Sarah Silverman: Jesus is Magic (0/10)
by Tony Medley
“Chutzpah: Utter nerve,
effrontery.” That’s this. Sarah Silverman is a standup wannabe. Problem
is, she’s not funny. Oh, she thinks she’s funny. Director Liam Lynch
thinks she’s funny. Producers Heide Herzon, Mark Williams and Randy Sosin
think she’s funny. But they are voices laughing in the wilderness. Poor
taste is no substitute for talent.
Maybe, just maybe, Sarah
realizes she’s not funny. Because her shtick is scatological,
sacrilegious, and demeaning to things and ideas of value. She apparently
views herself as descended in a line from Lenny Bruce and Richard Pryor.
Bruce went to jail in order to preserve the right to use foul language and
four letter words onstage. Pryor used them and didn’t have to go to jail.
He went straight to the bank. But there is a big difference between Bruce
and Pryor, on the one hand, and Silverman on the other. Bruce and Pryor
were funny. They really didn’t have to use foul language to make people
laugh. To their discredit, they used foul language anyway. Why talented
people want to stand for poor taste, low class and debasement of a
beautiful language is beyond me.
......
**SHORT TASK 1**. List every person named in the review, including its byline.
**SHORT TASK 2**. Reproduce the review verbatim from "Sarah Silverman: Jesus" to "and Richard Pryor.".
......
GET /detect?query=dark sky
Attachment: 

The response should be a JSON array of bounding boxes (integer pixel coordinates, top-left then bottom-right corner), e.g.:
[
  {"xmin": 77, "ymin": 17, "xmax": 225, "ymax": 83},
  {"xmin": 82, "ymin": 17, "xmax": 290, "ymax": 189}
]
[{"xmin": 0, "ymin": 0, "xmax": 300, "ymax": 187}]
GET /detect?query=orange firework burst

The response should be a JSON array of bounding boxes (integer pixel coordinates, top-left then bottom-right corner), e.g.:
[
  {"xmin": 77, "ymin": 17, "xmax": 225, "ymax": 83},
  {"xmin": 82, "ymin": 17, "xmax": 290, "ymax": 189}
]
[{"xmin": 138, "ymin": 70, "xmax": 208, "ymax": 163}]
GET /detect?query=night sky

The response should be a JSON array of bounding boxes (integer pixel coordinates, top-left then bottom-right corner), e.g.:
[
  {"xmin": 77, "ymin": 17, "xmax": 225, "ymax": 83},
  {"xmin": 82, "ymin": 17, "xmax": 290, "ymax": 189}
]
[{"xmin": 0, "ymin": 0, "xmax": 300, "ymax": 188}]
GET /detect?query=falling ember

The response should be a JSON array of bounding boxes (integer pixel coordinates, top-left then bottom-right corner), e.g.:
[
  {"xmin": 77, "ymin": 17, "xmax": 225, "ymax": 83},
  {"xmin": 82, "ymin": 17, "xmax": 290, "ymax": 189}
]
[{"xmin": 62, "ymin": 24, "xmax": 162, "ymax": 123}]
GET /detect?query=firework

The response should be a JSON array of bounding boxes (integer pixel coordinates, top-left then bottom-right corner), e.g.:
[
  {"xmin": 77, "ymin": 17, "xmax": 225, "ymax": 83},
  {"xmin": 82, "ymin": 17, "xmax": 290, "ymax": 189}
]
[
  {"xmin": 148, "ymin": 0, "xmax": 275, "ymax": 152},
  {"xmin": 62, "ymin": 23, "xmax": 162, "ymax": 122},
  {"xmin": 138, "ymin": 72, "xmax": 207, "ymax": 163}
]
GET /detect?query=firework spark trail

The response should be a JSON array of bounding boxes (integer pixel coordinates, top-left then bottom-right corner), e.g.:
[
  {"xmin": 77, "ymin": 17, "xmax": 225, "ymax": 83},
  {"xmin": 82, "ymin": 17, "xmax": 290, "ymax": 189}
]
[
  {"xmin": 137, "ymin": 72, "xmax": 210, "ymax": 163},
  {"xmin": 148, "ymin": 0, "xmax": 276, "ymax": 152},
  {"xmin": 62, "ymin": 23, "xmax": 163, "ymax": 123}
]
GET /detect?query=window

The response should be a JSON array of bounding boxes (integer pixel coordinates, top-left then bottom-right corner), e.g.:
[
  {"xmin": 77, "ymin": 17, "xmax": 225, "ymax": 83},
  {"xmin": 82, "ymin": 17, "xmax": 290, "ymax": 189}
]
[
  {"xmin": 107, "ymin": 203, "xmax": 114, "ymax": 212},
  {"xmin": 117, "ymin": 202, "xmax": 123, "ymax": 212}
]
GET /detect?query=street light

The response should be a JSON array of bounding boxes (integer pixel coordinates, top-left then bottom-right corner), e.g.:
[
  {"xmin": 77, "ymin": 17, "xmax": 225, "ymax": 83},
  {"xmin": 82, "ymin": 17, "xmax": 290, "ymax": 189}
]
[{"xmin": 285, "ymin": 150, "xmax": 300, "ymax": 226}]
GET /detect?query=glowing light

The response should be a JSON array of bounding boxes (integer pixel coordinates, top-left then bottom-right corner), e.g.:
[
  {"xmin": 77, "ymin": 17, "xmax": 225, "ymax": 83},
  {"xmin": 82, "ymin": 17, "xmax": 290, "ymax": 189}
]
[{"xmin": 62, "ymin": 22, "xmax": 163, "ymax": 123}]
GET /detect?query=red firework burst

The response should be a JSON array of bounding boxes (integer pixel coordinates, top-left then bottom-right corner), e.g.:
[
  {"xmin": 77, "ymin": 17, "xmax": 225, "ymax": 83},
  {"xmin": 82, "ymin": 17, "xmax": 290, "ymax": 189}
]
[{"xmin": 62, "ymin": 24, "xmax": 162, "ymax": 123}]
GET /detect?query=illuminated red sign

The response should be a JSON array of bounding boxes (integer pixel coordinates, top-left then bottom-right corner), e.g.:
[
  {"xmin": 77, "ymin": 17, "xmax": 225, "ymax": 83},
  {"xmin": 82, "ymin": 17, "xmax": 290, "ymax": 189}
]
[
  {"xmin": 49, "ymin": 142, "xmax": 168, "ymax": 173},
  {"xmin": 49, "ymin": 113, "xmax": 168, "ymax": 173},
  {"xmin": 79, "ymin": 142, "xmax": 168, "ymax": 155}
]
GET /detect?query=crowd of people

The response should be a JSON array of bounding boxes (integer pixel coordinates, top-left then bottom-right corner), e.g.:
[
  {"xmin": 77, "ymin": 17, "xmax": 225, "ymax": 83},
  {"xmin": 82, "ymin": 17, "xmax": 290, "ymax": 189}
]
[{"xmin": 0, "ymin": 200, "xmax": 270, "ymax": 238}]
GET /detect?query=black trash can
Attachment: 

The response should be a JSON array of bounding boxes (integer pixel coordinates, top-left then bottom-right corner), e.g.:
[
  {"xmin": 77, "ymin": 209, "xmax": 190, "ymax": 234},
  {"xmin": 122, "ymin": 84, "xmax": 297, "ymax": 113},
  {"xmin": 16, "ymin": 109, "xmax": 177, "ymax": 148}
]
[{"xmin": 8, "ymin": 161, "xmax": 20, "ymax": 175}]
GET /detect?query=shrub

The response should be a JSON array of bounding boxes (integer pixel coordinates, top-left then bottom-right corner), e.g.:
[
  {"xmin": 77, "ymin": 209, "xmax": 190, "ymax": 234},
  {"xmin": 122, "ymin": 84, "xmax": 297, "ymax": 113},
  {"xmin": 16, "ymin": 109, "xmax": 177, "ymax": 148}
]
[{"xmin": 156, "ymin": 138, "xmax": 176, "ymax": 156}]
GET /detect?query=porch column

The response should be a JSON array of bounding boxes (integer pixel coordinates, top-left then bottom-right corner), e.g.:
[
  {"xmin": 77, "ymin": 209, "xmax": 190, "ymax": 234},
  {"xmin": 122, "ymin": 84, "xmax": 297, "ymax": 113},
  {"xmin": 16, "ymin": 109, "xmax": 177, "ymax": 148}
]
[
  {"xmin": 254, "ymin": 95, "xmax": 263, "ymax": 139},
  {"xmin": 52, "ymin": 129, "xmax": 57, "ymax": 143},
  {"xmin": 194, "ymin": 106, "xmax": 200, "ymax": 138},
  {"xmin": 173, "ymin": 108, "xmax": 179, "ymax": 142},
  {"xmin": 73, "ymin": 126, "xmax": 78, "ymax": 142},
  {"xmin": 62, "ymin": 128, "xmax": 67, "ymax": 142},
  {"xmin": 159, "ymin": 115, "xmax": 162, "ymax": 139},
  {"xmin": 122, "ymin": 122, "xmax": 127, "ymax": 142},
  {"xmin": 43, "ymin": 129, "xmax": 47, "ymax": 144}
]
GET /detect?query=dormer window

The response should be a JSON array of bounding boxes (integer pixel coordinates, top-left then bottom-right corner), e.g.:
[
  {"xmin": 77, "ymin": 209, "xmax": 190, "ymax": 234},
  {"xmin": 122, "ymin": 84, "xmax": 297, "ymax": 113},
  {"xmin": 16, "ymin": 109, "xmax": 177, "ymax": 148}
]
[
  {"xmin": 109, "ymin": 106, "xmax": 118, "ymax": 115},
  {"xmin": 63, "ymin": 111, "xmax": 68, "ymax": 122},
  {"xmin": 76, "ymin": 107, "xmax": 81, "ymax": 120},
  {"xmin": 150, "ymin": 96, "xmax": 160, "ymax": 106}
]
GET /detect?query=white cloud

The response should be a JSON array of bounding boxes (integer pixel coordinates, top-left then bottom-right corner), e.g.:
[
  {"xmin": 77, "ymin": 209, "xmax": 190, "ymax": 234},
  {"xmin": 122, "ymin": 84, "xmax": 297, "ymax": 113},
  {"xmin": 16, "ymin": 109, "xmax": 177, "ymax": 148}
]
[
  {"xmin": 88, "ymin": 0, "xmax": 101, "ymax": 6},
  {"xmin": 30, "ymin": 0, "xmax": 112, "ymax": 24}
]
......
**COMPLETE ANSWER 1**. Sarah Silverman, Tony Medley, Liam Lynch, Heide Herzon, Mark Williams, Randy Sosin, Lenny Bruce, Richard Pryor

**COMPLETE ANSWER 2**.
Sarah Silverman: Jesus is Magic (0/10)
by Tony Medley
“Chutzpah: Utter nerve,
effrontery.” That’s this. Sarah Silverman is a standup wannabe. Problem
is, she’s not funny. Oh, she thinks she’s funny. Director Liam Lynch
thinks she’s funny. Producers Heide Herzon, Mark Williams and Randy Sosin
think she’s funny. But they are voices laughing in the wilderness. Poor
taste is no substitute for talent.
Maybe, just maybe, Sarah
realizes she’s not funny. Because her shtick is scatological,
sacrilegious, and demeaning to things and ideas of value. She apparently
views herself as descended in a line from Lenny Bruce and Richard Pryor.